**INSTRUCTION:** Select every line of the data below that contains the word "dark", and copy each one. Case counts.

**EXTRACTED ENTRIES:**
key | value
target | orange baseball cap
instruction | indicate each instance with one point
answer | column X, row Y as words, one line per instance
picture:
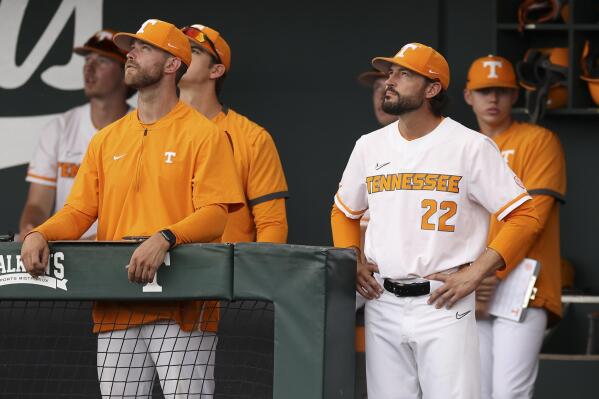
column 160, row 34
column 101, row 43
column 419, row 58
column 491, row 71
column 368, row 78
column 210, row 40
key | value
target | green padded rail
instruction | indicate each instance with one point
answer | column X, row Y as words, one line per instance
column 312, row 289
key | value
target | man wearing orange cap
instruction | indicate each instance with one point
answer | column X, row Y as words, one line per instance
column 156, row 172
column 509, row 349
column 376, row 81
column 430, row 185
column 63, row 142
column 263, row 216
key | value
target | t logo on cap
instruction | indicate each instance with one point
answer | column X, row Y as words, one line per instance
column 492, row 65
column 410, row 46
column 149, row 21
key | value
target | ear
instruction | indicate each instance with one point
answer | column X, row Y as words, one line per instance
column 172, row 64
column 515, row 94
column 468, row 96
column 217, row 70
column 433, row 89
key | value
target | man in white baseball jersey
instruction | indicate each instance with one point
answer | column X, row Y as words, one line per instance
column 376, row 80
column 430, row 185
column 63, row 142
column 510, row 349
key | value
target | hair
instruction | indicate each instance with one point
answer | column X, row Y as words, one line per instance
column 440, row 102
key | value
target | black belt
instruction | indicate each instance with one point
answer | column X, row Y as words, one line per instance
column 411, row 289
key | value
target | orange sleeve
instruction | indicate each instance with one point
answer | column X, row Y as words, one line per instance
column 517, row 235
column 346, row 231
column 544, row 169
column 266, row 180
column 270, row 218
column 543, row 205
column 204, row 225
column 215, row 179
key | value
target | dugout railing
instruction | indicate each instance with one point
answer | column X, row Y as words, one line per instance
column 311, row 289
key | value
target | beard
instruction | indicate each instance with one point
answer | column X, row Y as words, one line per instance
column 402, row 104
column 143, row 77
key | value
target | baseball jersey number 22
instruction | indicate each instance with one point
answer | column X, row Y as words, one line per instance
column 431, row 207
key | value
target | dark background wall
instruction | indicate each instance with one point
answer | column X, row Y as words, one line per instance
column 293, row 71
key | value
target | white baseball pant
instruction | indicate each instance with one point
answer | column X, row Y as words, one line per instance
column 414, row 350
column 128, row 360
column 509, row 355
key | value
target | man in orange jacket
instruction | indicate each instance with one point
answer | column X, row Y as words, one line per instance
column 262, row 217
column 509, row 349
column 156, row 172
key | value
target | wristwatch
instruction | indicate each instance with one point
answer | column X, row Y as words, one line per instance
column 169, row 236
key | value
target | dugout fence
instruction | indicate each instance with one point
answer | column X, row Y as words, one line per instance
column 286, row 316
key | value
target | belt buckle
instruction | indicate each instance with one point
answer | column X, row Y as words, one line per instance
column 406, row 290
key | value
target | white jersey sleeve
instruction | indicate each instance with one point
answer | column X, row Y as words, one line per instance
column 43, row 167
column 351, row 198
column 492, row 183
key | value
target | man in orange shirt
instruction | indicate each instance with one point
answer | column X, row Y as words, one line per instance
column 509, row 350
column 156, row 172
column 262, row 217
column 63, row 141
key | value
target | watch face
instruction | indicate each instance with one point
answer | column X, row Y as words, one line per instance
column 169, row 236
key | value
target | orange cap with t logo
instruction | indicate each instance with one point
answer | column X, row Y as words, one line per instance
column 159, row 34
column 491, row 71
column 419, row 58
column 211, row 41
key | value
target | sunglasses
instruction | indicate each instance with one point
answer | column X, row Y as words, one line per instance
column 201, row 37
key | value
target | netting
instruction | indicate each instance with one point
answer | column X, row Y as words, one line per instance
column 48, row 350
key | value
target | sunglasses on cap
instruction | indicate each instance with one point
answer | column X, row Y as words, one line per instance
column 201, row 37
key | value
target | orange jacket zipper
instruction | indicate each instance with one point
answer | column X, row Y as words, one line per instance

* * *

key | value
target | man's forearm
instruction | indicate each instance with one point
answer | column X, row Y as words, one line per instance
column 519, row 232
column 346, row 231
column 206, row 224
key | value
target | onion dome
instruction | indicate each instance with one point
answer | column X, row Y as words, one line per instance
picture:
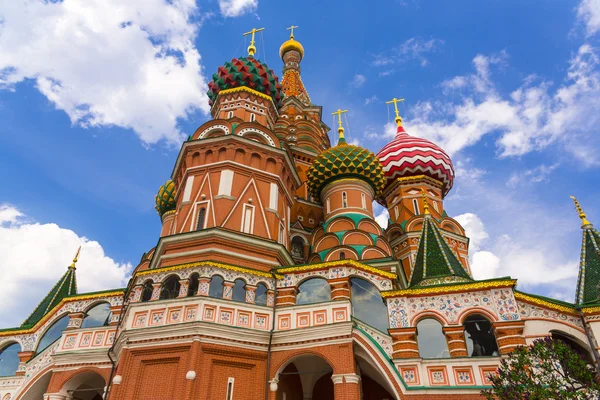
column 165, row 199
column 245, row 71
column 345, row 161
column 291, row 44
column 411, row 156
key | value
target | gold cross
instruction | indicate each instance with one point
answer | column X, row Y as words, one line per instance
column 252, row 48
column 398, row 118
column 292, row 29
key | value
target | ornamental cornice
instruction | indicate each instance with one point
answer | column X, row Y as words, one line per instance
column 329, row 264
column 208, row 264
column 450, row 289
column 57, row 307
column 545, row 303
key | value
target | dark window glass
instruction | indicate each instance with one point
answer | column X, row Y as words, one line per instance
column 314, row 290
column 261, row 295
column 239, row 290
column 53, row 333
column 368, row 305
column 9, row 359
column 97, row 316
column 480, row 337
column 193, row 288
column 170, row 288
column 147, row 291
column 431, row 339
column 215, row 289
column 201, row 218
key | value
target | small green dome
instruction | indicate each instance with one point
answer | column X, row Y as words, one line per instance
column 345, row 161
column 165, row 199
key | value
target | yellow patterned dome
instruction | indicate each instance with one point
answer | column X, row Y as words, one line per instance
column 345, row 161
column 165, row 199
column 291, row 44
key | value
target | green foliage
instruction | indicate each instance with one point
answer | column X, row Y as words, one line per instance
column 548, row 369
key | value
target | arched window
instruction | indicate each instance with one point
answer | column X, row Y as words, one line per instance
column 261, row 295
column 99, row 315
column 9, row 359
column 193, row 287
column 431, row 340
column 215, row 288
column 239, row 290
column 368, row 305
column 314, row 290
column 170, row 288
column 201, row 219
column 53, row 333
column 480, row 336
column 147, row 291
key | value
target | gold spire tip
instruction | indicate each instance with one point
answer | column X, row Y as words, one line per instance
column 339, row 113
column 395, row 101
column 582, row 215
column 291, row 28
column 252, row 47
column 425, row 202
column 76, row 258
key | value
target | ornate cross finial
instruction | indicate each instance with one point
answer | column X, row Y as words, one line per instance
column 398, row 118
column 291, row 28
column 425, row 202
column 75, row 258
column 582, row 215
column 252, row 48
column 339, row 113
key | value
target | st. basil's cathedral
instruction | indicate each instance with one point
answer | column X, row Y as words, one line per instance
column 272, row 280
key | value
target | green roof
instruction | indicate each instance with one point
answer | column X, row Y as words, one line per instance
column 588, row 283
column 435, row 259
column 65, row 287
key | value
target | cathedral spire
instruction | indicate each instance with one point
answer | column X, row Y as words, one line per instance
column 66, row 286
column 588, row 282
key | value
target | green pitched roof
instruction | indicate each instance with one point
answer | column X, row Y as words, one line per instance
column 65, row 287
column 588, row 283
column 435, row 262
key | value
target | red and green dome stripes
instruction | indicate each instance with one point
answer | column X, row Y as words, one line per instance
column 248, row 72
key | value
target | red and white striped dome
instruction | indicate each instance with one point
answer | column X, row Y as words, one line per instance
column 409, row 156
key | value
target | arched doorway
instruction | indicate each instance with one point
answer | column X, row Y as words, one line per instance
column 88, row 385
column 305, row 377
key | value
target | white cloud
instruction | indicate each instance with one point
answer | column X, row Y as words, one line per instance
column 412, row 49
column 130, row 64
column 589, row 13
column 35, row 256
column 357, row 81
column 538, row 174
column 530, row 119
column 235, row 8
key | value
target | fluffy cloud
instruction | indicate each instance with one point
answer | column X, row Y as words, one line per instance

* * *

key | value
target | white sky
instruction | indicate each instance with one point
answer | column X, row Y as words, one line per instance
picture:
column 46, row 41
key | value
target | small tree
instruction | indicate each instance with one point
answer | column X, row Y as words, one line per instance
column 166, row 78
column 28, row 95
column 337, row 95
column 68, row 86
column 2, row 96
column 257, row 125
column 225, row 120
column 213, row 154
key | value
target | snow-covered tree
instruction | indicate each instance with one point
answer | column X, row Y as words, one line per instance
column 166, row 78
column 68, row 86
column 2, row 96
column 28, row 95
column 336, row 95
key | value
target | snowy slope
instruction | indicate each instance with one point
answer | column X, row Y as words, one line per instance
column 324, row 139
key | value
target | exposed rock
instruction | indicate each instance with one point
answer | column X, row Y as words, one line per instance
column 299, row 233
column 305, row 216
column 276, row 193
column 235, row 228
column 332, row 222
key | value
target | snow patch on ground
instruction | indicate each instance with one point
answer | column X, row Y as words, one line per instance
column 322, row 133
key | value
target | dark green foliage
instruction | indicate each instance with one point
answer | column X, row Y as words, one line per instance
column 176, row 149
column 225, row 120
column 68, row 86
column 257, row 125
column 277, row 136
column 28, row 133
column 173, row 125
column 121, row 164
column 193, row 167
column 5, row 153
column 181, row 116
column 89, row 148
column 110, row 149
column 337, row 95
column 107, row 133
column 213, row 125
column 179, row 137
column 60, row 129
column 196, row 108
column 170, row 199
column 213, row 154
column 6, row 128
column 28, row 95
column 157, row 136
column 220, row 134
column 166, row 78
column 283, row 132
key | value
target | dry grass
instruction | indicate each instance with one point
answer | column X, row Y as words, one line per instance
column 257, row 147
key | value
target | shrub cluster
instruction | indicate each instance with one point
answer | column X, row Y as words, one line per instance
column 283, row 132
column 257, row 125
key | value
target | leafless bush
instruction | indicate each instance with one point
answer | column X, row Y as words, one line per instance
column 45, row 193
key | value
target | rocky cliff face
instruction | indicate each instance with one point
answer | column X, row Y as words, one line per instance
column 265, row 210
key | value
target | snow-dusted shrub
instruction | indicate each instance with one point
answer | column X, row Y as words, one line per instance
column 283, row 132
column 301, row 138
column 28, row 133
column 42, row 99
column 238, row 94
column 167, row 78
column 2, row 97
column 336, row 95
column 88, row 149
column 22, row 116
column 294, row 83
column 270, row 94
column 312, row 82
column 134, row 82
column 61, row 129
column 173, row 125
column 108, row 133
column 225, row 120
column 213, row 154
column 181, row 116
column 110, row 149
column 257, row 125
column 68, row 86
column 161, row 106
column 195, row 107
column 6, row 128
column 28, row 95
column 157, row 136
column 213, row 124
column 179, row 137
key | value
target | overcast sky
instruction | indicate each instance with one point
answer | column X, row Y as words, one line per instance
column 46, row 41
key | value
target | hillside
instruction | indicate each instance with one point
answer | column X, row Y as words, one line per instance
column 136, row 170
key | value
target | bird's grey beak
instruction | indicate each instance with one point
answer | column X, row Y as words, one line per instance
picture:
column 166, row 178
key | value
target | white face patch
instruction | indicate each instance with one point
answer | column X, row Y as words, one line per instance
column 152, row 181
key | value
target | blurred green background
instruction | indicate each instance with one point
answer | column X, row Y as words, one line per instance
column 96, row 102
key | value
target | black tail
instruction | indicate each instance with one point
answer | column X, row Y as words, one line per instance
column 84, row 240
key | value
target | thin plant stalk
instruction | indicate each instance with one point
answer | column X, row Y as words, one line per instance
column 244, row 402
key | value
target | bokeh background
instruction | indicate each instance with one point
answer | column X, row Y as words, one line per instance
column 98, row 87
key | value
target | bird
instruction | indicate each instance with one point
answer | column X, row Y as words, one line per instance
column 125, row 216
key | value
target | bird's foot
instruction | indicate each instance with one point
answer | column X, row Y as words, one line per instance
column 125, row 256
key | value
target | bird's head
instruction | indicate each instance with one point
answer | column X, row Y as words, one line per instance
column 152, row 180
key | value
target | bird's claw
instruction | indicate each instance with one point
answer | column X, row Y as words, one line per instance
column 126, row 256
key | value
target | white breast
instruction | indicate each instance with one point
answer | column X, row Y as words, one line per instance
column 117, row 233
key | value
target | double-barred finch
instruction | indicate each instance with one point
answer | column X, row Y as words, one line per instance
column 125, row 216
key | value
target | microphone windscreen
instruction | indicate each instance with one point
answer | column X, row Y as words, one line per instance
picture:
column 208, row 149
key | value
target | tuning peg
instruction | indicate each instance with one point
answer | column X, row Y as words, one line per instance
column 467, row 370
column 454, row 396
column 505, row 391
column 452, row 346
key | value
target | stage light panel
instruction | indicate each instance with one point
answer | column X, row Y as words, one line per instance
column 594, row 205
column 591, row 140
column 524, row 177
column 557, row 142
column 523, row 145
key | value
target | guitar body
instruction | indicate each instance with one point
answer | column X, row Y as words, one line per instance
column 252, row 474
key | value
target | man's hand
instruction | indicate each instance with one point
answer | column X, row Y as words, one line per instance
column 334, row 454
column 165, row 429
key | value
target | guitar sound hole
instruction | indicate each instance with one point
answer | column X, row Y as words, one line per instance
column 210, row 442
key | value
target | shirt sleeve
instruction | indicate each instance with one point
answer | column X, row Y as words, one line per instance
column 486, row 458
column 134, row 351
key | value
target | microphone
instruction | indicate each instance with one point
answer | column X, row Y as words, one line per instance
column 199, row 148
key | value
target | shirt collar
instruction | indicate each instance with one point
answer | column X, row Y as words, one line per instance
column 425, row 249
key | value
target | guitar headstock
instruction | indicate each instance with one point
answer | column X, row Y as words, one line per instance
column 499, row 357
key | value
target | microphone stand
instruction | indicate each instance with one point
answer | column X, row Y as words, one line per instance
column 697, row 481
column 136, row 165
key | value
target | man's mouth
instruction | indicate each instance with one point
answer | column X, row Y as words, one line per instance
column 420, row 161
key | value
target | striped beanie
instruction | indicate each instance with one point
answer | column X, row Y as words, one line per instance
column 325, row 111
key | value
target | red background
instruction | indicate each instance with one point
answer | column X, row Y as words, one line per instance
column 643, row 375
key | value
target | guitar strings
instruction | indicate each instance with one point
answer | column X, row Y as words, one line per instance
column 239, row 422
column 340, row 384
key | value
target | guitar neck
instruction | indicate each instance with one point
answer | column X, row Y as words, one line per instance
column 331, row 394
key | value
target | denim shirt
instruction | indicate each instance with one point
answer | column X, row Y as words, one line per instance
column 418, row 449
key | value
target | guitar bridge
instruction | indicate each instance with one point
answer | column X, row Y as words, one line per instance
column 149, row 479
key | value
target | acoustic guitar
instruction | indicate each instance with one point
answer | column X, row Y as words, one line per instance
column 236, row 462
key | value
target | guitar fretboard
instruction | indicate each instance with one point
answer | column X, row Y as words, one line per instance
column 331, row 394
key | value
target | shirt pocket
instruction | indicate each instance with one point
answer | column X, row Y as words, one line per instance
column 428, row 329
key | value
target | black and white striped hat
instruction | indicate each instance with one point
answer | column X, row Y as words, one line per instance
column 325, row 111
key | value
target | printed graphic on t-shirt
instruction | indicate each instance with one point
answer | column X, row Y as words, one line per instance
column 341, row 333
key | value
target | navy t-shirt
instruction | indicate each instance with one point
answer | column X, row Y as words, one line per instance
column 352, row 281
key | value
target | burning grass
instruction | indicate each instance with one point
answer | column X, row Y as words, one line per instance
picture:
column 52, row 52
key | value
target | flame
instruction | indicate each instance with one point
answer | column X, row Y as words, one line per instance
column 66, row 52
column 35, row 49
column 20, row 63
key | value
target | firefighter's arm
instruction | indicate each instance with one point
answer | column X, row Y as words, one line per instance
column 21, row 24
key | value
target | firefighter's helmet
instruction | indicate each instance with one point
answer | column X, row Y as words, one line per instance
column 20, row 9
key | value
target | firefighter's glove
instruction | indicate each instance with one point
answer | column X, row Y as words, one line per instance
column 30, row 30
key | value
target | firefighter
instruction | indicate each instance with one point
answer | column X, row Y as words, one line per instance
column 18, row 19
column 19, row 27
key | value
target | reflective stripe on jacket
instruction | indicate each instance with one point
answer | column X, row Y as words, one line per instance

**PROBLEM SOLUTION:**
target | dark background wall
target | dark window glass
target | dark green foliage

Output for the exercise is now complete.